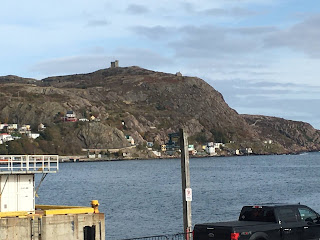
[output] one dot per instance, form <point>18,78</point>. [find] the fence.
<point>177,236</point>
<point>28,163</point>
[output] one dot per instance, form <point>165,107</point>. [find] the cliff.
<point>144,104</point>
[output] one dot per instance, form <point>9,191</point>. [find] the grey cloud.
<point>233,12</point>
<point>154,33</point>
<point>71,65</point>
<point>303,37</point>
<point>141,57</point>
<point>98,23</point>
<point>208,41</point>
<point>205,41</point>
<point>137,9</point>
<point>290,101</point>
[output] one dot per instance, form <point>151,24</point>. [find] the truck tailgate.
<point>221,230</point>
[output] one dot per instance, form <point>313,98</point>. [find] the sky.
<point>262,55</point>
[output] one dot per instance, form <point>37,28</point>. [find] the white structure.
<point>33,135</point>
<point>130,140</point>
<point>17,180</point>
<point>5,137</point>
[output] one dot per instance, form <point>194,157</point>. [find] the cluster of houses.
<point>71,117</point>
<point>11,132</point>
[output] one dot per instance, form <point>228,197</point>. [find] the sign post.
<point>186,190</point>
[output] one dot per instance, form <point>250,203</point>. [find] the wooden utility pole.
<point>186,190</point>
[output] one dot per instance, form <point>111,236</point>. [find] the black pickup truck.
<point>267,222</point>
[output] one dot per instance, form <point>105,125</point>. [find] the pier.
<point>21,218</point>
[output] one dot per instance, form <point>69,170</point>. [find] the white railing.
<point>29,164</point>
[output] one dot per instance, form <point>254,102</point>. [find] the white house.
<point>5,137</point>
<point>33,135</point>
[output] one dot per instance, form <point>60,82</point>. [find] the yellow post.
<point>95,204</point>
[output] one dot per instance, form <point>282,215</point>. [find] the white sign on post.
<point>188,194</point>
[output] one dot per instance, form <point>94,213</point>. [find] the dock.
<point>21,218</point>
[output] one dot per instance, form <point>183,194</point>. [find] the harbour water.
<point>143,197</point>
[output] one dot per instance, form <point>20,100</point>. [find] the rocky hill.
<point>144,104</point>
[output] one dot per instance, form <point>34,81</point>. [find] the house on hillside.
<point>5,137</point>
<point>115,64</point>
<point>130,139</point>
<point>26,128</point>
<point>33,135</point>
<point>70,116</point>
<point>41,127</point>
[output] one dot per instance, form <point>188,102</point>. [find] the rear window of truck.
<point>256,213</point>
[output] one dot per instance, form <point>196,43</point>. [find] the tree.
<point>3,149</point>
<point>14,147</point>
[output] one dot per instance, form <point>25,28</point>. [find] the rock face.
<point>146,105</point>
<point>294,136</point>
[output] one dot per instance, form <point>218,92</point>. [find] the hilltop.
<point>146,105</point>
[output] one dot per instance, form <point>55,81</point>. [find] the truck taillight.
<point>235,236</point>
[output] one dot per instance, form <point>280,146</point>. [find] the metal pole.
<point>186,190</point>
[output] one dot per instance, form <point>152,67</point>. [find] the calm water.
<point>143,198</point>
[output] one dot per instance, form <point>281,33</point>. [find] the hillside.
<point>144,104</point>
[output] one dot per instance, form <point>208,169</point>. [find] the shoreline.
<point>86,159</point>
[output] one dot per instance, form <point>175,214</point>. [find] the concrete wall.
<point>55,227</point>
<point>15,228</point>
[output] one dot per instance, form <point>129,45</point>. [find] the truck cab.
<point>265,222</point>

● ● ● ●

**PROMPT:**
An exact copy is required of each line from the one containing "[output] one dot per instance, form <point>208,169</point>." through the last line of the material, and of no other line.

**RESPONSE BELOW:**
[output] one dot per instance, form <point>208,169</point>. [find] the shoreline.
<point>86,159</point>
[output] one dot per instance, form <point>175,214</point>. [find] the concrete wall.
<point>55,227</point>
<point>15,228</point>
[output] one dot per instance, form <point>129,45</point>. [find] the truck cab.
<point>265,222</point>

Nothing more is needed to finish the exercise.